Document excerpt.
-- Opening Marker --
Rose State Provides Low Cost – No Cost Textbook Option for Students Published June 27, 2017

Student Success at the Forefront for Faculty

picture of The Practiced Writer, Rose State College English composition coursework book written by Rose State faculty to reduce the financial burden on students in English composition.Midwest City, Okla. - Students will now benefit from a two-year labor of love as Rose State offers low-cost, no-cost textbook options for English composition coursework.

The latest textbook was written by Rose State English Professor, Kevin Caliendo. The nearly 250 page book can be accessed online at NO cost or students can pay only $15 for a print version which covers the cost of printing.

The new textbook can be utilized for more than just one class as it was written for curriculum in English Composition I and English Composition II at Rose State. “For some time the writing program [at Rose State] has had a goal of customizing a composition handbook for our courses that aligned with the course objectives and it was one of the greatest honors of my professional life to write a book that pursues that goal,” stated Dr. Kevin Caliendo.
-- Closing Marker --
Excerpted records.
-- Opening Marker --
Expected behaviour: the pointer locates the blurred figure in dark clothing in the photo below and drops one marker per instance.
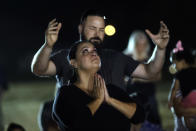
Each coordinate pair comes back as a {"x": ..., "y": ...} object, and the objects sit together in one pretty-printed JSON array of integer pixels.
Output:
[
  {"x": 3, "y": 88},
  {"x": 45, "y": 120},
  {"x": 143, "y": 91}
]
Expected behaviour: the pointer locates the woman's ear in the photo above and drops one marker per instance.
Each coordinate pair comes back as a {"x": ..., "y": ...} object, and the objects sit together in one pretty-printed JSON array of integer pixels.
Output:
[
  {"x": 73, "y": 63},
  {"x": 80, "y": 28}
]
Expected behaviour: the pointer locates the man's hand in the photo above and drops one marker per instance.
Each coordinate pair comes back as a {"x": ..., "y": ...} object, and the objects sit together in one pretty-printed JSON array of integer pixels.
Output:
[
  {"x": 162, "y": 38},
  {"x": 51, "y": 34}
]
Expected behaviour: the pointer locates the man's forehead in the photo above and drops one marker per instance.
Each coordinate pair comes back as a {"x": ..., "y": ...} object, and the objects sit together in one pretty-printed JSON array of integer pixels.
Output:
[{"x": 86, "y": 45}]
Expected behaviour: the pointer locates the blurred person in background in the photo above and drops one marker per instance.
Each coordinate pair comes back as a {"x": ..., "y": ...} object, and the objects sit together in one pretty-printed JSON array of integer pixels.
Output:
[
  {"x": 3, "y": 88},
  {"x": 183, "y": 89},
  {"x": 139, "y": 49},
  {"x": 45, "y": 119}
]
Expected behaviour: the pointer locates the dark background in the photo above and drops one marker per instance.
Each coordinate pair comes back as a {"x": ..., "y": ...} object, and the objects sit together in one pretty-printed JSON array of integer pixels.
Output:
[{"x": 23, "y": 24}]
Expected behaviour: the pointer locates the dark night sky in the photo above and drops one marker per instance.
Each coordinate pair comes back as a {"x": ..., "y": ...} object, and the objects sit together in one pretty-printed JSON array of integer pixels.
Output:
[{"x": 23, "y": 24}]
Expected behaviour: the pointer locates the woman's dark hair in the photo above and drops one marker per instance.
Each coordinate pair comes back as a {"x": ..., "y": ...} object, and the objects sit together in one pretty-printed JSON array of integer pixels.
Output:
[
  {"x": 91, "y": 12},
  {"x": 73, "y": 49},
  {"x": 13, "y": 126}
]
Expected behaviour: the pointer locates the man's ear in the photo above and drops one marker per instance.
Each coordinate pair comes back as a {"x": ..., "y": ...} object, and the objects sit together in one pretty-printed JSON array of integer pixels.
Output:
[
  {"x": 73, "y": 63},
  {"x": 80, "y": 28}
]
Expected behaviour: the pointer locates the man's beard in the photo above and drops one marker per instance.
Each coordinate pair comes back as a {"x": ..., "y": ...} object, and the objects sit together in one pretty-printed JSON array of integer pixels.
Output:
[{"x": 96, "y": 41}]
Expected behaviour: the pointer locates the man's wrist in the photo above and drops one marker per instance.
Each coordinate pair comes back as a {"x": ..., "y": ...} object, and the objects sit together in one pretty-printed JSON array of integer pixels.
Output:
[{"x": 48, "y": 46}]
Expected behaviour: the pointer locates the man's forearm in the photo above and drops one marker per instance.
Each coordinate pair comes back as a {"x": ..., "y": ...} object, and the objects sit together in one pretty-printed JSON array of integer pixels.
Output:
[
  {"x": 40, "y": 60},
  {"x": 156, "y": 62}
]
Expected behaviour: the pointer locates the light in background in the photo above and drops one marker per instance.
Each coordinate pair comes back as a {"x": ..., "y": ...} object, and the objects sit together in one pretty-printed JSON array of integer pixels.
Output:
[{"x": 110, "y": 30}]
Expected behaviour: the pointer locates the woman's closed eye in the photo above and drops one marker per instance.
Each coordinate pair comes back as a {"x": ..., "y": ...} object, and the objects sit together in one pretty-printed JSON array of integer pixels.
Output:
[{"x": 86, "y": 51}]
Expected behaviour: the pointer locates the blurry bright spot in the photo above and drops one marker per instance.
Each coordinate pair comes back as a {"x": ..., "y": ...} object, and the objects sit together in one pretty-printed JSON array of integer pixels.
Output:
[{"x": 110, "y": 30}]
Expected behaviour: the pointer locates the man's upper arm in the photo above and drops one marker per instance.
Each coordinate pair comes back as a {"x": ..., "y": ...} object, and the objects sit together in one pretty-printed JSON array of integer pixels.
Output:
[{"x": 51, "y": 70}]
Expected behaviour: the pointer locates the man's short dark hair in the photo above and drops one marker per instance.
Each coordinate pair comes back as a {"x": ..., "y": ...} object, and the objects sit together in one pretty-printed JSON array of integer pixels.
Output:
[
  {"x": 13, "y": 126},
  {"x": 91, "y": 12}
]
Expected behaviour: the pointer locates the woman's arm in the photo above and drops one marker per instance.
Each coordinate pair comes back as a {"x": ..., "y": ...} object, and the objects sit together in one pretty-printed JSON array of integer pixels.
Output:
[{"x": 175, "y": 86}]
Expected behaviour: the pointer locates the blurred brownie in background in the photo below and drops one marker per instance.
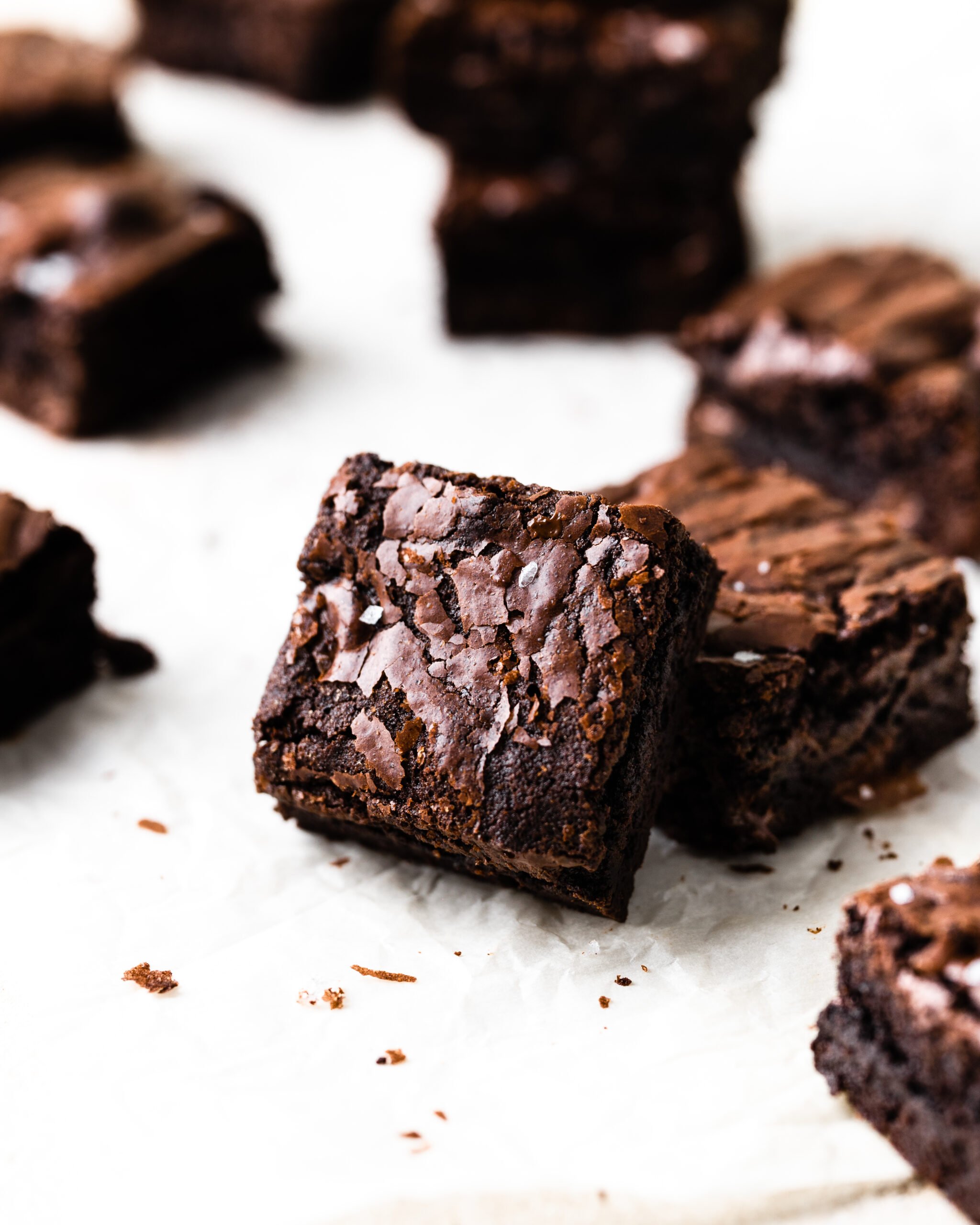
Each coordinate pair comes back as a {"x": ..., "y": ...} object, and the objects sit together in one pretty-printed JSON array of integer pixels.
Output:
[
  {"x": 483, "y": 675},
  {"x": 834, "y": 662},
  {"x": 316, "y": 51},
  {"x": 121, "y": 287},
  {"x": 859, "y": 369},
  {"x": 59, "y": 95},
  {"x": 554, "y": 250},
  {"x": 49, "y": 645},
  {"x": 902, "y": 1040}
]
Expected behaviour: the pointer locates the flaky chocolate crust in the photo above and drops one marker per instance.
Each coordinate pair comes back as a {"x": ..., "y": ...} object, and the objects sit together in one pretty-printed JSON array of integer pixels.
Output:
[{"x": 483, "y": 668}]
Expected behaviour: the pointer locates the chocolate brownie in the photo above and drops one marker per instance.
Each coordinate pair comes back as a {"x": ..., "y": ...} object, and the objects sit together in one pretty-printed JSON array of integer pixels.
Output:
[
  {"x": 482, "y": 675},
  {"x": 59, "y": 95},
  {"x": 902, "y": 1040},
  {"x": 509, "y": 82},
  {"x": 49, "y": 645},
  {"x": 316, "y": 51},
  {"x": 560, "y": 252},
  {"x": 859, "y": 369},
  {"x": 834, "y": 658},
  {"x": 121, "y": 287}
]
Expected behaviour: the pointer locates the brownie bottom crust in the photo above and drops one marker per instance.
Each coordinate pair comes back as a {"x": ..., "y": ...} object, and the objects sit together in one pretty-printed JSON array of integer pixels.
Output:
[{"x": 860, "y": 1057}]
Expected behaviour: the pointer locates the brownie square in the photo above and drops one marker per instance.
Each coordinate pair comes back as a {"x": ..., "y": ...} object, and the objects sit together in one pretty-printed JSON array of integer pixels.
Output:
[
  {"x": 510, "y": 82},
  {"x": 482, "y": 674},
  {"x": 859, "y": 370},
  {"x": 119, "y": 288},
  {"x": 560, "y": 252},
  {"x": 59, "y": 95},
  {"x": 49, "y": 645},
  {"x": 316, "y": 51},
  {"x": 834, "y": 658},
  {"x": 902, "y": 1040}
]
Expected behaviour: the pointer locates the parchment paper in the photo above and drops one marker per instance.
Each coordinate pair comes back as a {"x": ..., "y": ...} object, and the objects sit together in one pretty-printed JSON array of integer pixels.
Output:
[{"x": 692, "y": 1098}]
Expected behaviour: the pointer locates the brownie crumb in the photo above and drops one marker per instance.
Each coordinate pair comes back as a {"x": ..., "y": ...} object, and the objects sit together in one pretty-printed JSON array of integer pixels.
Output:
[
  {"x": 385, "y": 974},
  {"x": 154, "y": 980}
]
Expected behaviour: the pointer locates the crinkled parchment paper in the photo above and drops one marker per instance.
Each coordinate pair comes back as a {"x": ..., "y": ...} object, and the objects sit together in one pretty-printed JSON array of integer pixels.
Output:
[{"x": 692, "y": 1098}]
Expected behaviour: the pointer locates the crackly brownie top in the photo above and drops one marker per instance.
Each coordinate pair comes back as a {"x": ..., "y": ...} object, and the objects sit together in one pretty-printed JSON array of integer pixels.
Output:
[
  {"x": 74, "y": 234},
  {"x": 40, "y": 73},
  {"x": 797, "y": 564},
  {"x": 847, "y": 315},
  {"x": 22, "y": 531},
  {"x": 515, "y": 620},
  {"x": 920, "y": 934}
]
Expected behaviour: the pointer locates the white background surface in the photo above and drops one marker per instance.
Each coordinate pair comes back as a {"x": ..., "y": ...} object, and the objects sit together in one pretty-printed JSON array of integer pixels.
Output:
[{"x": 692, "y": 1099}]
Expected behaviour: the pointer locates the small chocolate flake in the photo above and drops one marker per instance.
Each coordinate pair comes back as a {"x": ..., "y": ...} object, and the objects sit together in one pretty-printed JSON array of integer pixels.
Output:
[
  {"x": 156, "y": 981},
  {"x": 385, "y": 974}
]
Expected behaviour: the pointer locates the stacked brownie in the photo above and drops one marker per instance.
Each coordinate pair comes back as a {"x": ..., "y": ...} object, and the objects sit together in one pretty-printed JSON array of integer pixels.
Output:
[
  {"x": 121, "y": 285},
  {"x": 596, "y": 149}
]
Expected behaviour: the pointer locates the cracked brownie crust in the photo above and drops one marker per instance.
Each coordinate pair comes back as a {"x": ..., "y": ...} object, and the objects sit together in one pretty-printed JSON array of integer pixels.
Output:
-- Closing Marker --
Assignment 1.
In the textbook article, how much does a student pay for the print version of the new book?
Assignment 2.
Repeat word for word the part of the textbook article that begins at the words "Rose State Provides" and stops after the words "English composition coursework.".
Assignment 3.
Write what follows the last sentence of the textbook article.

Expected output 1.
$15, which covers the cost of printing.

Expected output 2.
Rose State Provides Low Cost – No Cost Textbook Option for Students Published June 27, 2017

Student Success at the Forefront for Faculty

picture of The Practiced Writer, Rose State College English composition coursework book written by Rose State faculty to reduce the financial burden on students in English composition.Midwest City, Okla. - Students will now benefit from a two-year labor of love as Rose State offers low-cost, no-cost textbook options for English composition coursework.

Expected output 3.
“One of our roles as educators is to ensure our students have the tools they need to succeed, but the costs of  mounting tuition, fees and textbooks overwhelm too many students,” stated Rose State’s Dean of Humanities, Claudia Buckmaster. “Our goal has been to cut costs where we can to ensure financial hardships are not preventing students from getting their educations.” 

Rose State is not alone in this effort to reduce the burden of education by centering on course materials. Higher education institutions across the country are turning to alternatives such as open textbooks – those that are online and free to download in order to provide more resources. At Rose State, the reader used in the composition classes in correlation with the new handbook written by Dr. Caliendo was developed using open source resources with original material created by English faculty.

A national college student survey released in 2014 by the U.S. Public Interest Research Group Foundation found that 65% of respondents said they didn’t purchase a textbook because it was too expensive – even though most feared that their grades would suffer. That report suggesting the average student spends as much as $1,200 each year on textbooks and supplies alone.

Faculty within Rose State’s Engineering and Science Division are now in the process of writing a student biology textbook.